“I poveri li avete sempre con voi” (Mc 14,7). Non esiste verità più grande di questa e che descriva il contesto sociale nel quale viviamo e la grande ricchezza che con essi (i fratelli disagiati) la Chiesa tutta porta in grembo.
Per costoro la comunità dei discepoli che vive nella diocesi di Lecce, guidata dall’arcivescovo Michele Seccia, vuole essere mano tesa, testimonianza di carità, boccata d’ossigeno che rischiara il cammino faticoso, dovuto anche a questo tempo di pandemia che, mettendo in ginocchio l’economia italiana, ha costretto tanti a vivere situazioni di indigenza.
Proprio per far fronte a tale emergenza, stamattina la nostra Chiesa diocesana ha beneficiato della carità offerta in 10 quintali di viveri tra olio, pasta e salsa, oltre ad altri beni di prima necessità da parte della Scuola di cavalleria della caserma “Zappalà” di Lecce agli ordini del gen. Angelo Minelli.

**Compiti da svolgere:**
A) Stampa la parte del brano sulla diocesi di Lecce compresa tra «Per costoro la» e «gen. Angelo Minelli.», estremi inclusi.
B) Traduci in inglese questa frase del brano sulla diocesi di Lecce: «Proprio per far fronte a tale emergenza, stamattina la nostra Chiesa diocesana ha beneficiato della carità offerta in 10 quintali di viveri tra olio, pasta e salsa, oltre ad altri beni di prima necessità da parte della Scuola di cavalleria della caserma “Zappalà” di Lecce agli ordini del gen. Angelo Minelli.»

**Contenuto del dataset:**

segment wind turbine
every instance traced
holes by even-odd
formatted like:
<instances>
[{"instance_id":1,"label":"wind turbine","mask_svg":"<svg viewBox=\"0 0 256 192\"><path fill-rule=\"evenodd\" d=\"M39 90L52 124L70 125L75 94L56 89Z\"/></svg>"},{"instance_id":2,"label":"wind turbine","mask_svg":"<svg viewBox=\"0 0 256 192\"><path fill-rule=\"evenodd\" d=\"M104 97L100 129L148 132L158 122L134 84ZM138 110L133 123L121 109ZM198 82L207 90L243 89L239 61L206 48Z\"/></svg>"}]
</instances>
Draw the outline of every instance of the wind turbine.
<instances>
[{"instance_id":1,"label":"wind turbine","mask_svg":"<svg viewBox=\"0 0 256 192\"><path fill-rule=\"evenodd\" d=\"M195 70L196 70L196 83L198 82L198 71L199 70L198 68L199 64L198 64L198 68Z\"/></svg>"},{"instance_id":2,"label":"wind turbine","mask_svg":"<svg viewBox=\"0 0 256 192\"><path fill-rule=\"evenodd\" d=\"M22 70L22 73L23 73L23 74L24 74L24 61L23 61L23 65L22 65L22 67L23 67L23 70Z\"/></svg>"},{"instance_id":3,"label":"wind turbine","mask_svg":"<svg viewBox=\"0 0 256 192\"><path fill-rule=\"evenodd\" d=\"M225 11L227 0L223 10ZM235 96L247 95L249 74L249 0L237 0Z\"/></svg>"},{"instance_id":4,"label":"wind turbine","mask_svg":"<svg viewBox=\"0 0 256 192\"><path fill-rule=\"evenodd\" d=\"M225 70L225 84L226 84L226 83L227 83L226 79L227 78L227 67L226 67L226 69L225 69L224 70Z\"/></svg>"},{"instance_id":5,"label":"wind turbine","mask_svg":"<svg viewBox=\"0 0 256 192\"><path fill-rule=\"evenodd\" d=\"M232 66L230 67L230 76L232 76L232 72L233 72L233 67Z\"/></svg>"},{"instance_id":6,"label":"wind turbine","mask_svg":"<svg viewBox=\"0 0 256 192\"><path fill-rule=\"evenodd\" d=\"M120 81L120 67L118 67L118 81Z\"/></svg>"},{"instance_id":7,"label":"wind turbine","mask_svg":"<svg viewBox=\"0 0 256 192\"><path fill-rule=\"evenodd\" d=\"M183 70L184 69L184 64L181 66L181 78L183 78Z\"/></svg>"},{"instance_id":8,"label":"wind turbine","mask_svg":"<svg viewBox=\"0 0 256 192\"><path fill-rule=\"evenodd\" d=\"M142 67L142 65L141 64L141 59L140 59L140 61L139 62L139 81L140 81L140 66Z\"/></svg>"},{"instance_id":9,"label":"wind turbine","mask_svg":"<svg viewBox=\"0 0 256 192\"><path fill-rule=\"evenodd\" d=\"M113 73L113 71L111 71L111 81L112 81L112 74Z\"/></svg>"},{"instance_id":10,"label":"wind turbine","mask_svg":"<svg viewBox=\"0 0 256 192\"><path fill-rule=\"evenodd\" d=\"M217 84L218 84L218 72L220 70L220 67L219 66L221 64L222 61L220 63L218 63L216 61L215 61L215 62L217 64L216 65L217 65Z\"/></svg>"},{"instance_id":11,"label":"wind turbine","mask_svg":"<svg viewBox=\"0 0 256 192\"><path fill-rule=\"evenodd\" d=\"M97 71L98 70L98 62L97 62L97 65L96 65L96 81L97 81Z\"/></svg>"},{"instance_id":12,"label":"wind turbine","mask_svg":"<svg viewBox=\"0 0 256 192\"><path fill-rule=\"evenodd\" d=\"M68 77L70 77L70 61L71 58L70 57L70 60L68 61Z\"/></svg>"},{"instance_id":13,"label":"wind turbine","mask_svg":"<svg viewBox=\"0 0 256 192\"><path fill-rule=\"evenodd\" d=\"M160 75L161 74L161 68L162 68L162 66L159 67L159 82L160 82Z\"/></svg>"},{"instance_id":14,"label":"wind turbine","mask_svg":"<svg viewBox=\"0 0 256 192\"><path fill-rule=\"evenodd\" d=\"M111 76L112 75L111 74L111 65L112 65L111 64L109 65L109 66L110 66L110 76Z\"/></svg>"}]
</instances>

**Soluzioni esercizio:**
A)
Per costoro la comunità dei discepoli che vive nella diocesi di Lecce, guidata dall’arcivescovo Michele Seccia, vuole essere mano tesa, testimonianza di carità, boccata d’ossigeno che rischiara il cammino faticoso, dovuto anche a questo tempo di pandemia che, mettendo in ginocchio l’economia italiana, ha costretto tanti a vivere situazioni di indigenza.
Proprio per far fronte a tale emergenza, stamattina la nostra Chiesa diocesana ha beneficiato della carità offerta in 10 quintali di viveri tra olio, pasta e salsa, oltre ad altri beni di prima necessità da parte della Scuola di cavalleria della caserma “Zappalà” di Lecce agli ordini del gen. Angelo Minelli.

B) Precisely to deal with this emergency, this morning our diocesan Church benefited from the charity offered in the form of 10 quintals of food, including oil, pasta, and sauce, as well as other basic necessities, by the Cavalry School of the "Zappalà" barracks in Lecce under the command of Gen. Angelo Minelli.